- What the task requires
Tally the lines in the entries below that contain the string "shrub", matching case exactly. Reply with the number alone.

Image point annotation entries
○ ○ ○

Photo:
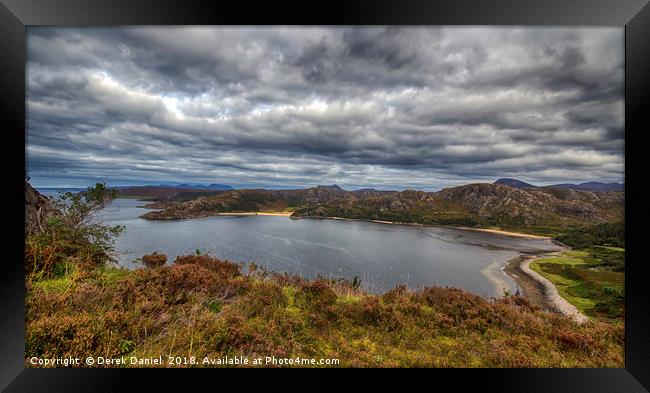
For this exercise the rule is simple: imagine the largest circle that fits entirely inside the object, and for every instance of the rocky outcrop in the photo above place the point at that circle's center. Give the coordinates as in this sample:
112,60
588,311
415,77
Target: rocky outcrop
37,208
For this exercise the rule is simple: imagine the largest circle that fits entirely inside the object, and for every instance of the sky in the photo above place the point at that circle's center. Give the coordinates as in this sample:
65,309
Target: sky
291,107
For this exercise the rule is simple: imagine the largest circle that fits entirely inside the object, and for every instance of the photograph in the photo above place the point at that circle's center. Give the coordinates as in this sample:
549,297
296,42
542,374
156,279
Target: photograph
288,196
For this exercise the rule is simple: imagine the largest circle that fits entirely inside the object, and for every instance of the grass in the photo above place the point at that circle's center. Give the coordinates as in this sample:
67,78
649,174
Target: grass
201,306
591,279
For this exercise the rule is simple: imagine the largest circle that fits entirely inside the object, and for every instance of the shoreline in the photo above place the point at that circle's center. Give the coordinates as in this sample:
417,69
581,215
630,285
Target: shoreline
539,290
246,214
487,230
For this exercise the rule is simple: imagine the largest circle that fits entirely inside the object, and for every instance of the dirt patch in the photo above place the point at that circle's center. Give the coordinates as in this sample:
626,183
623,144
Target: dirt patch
539,290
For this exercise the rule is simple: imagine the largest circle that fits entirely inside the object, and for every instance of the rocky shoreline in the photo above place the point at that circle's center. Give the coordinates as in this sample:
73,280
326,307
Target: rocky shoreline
539,290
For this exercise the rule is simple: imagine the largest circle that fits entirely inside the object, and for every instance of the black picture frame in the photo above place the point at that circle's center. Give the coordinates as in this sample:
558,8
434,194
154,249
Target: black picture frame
15,15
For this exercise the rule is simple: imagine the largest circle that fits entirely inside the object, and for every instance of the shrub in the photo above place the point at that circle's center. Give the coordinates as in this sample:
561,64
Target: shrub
223,269
73,233
154,260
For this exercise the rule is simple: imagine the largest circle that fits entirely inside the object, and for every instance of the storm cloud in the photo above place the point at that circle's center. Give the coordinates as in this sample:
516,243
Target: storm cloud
391,108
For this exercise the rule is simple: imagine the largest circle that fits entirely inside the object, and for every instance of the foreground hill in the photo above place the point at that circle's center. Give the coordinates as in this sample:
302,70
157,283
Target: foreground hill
478,204
206,308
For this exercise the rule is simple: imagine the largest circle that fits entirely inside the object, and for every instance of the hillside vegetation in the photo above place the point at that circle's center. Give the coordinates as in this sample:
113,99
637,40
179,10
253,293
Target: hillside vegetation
200,306
486,205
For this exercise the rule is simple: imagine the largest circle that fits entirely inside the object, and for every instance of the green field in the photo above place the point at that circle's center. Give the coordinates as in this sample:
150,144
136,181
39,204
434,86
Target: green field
591,279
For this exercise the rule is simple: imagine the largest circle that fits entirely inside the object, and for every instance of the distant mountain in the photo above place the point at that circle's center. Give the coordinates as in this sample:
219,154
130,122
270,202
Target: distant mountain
473,204
592,186
514,183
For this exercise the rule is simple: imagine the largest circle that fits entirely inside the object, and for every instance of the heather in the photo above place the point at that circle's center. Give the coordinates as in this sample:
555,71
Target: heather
78,304
202,306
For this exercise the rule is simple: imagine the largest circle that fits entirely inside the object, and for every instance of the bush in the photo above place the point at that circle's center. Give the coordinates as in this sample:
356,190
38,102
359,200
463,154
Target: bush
154,260
72,234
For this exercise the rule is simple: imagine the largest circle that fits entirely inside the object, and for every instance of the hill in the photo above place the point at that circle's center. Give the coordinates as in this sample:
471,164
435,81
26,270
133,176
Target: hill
514,183
205,308
164,192
479,204
593,186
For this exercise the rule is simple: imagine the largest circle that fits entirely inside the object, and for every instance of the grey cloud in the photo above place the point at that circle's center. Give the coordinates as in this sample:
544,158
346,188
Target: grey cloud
396,107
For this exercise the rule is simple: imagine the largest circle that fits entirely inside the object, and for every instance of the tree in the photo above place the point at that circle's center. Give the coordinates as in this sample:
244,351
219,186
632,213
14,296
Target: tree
73,234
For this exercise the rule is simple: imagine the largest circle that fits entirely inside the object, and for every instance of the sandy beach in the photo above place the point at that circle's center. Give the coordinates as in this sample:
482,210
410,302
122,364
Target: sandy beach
284,214
506,233
539,290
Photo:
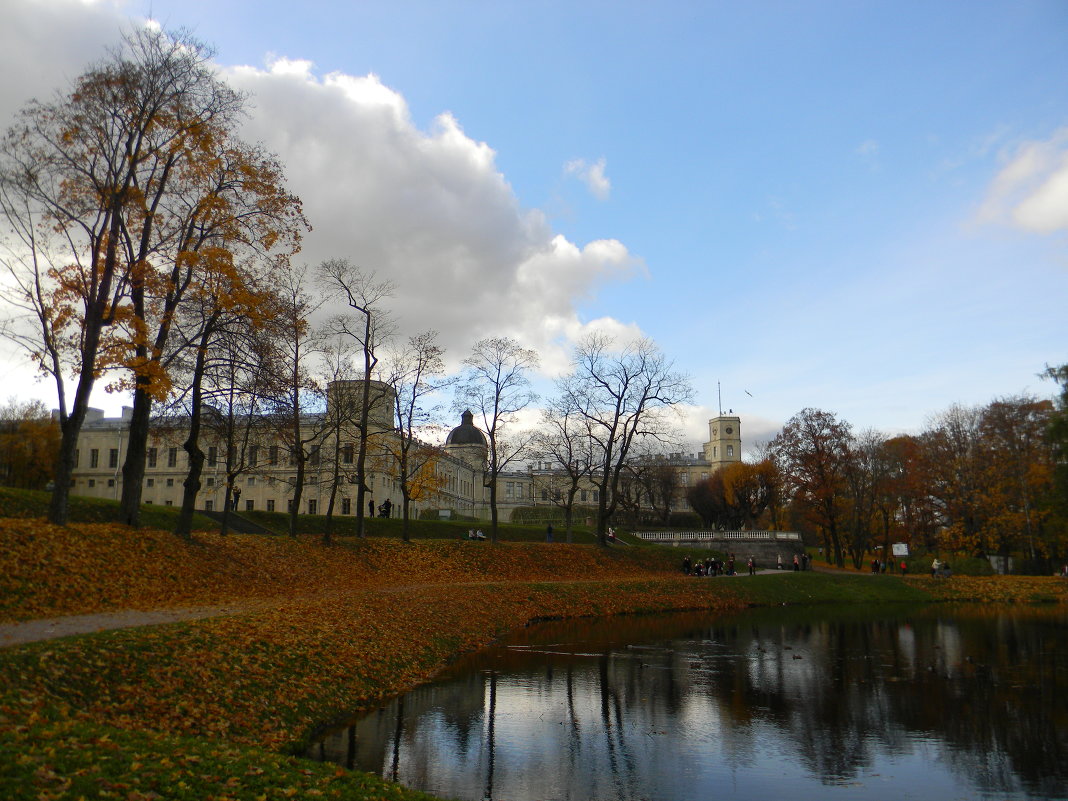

○ ○ ○

- Complete answer
2